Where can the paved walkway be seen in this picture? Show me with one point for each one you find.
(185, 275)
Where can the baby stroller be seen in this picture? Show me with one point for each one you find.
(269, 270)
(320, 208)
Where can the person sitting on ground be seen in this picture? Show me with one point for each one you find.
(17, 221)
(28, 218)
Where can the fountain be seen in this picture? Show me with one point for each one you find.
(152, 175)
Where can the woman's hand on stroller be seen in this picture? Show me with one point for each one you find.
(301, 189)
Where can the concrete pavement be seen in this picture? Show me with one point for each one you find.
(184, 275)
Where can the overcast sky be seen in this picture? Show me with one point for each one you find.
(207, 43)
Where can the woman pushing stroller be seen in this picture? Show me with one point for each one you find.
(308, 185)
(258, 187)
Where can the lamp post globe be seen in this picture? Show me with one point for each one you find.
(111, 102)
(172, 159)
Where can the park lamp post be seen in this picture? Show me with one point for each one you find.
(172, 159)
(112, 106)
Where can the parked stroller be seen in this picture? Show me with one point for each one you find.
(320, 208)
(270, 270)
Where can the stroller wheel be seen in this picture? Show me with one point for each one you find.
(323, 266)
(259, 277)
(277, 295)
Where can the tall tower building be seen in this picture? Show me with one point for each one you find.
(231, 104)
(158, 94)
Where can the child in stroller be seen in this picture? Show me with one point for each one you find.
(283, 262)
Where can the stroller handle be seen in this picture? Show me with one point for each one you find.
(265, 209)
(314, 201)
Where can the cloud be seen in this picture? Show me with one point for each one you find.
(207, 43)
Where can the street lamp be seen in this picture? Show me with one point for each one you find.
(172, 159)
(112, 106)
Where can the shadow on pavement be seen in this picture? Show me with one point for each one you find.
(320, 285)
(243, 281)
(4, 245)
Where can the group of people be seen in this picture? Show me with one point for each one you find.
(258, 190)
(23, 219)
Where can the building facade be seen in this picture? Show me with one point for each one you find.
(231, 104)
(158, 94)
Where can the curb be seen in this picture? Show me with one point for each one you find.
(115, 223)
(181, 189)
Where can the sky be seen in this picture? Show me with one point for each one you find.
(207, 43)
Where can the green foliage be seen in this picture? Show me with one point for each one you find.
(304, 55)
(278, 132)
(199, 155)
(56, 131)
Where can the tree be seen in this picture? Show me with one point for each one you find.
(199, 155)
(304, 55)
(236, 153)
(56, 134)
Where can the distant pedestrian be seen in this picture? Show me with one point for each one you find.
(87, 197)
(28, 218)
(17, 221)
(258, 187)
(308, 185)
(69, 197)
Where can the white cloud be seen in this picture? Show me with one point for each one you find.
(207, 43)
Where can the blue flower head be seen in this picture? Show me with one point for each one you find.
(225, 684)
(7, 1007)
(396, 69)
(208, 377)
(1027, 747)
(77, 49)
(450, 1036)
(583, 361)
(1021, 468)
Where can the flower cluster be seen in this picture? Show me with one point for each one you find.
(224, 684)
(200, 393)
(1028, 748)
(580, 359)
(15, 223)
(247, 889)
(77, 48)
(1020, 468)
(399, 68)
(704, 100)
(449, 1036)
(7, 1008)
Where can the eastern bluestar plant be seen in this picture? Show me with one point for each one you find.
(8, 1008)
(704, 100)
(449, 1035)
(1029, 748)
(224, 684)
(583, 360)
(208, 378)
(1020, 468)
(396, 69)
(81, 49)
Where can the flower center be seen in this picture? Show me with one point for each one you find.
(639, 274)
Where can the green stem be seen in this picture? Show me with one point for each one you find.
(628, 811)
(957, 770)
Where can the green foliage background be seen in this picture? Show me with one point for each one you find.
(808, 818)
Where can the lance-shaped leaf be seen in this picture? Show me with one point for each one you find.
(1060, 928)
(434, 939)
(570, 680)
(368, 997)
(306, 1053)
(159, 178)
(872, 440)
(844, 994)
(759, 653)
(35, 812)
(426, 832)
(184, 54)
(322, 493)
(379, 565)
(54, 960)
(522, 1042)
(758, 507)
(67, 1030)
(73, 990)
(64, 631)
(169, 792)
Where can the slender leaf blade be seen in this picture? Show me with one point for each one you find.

--

The request » Exactly reproduce every line found in the records.

Expected answer »
Where can the paved walkway be seen in this picture? Show me with one point for each one you find.
(185, 275)
Where can the baby stroller be seen in this picture? Show me with one point for each one you find.
(269, 270)
(320, 208)
Where can the person sitting on ground be seen in this picture? Show me with one point for each one you find.
(17, 221)
(28, 218)
Where can the fountain be seen in this picture? Show me with one point for each one you find.
(152, 175)
Where can the woman's hand on stroller be seen in this picture? Show me with one point for each one you find.
(301, 189)
Where can the concrete pavement be seen in this picture? Show me with one point for each one you find.
(184, 275)
Where can the overcast sky be seen in this picture? Show me with one point for each one you find.
(207, 43)
Where can the woman pushing stroller be seen in this picture? Show me with one point for each one you find.
(308, 185)
(258, 187)
Where can the lamp post globe be seen in this picture? Show me with one point for each one you find.
(111, 102)
(172, 159)
Where can the park lamp post be seen in this picture? Show me with one point for each one you find.
(172, 159)
(112, 106)
Where can the parked stroller be seen in this picture? Show me with one point for each one you find.
(320, 208)
(270, 270)
Where can the stroller wheel be seen in this picture? Show me with one point for each one you find.
(323, 266)
(259, 277)
(277, 295)
Where can the tall tower building be seen in this picture? Show me with one point for each one you find.
(231, 104)
(158, 94)
Where can the child in stroller be seen in this picture? Show me with one point for each one you find.
(283, 262)
Where can the stroller handle be seen in this picture? Show me with one point for each one you find.
(265, 209)
(314, 201)
Where can the cloud be seen in this picture? Show me with one point for each one you find.
(207, 43)
Where can the street lamp be seen in this picture? Show me with one point for each one you find.
(172, 159)
(112, 106)
Where can the shadow on pavement be seen in this picture? Show me with one point for each one you find.
(320, 285)
(243, 281)
(4, 245)
Where can the group of people be seen in this picture? Show me with one point for each one you find.
(258, 190)
(23, 219)
Where can the building facade be seen in this picture? Show me with one point for each one you find.
(231, 104)
(158, 94)
Where can the curb be seen in this picture? Show me with one point for each one you find.
(115, 223)
(181, 189)
Where can the sky be seen in this picture? Show me with one point for each one you find.
(207, 43)
Where can the green foliage be seen in this picture? Show me with one point for each one you find.
(304, 55)
(278, 132)
(199, 155)
(56, 131)
Where can the tree be seen in this picture? Show me with one point for each one you find.
(199, 155)
(304, 55)
(236, 153)
(56, 134)
Where can the distant pedestrian be seen in this picture? Show me with one point for each one you find.
(87, 197)
(28, 218)
(17, 221)
(258, 187)
(308, 185)
(69, 197)
Where can the white cloud be seen in this picture? Show me with one point for each one you find.
(207, 43)
Where can the blue flower head be seen in this picture? Show me with one point for each one you find.
(225, 684)
(7, 1007)
(396, 69)
(208, 377)
(1027, 747)
(77, 49)
(450, 1036)
(583, 361)
(1021, 468)
Where can the flower cluster be seen in this picture? Show me with one point for each one you find.
(224, 684)
(200, 393)
(1028, 748)
(580, 359)
(15, 223)
(247, 889)
(77, 48)
(1020, 468)
(399, 68)
(704, 100)
(449, 1036)
(7, 1008)
Where can the eastern bluestar plant be seen in this picture? Show me with one point for each one you find.
(8, 1008)
(704, 100)
(449, 1035)
(1029, 748)
(224, 684)
(583, 360)
(208, 378)
(1020, 468)
(396, 69)
(81, 49)
Where can the flower center be seen in this picture? Show me with one point for each one you find.
(639, 274)
Where can the green stem be seen in this picture? Show me with one point for each one you find.
(628, 811)
(957, 770)
Where can the green foliage background be seen in this picture? Show me with one point for each one you find.
(808, 818)
Where can the lance-shaped leaf be seen in this picture? Show me with one point for each one you find.
(1060, 928)
(434, 939)
(570, 680)
(368, 997)
(306, 1053)
(159, 178)
(872, 440)
(844, 994)
(759, 653)
(35, 812)
(426, 832)
(184, 54)
(322, 493)
(379, 565)
(54, 960)
(522, 1042)
(758, 507)
(67, 1030)
(73, 990)
(64, 631)
(169, 792)
Where can the slender leaf blade be seen in this picture? Show me with one point for each one you find.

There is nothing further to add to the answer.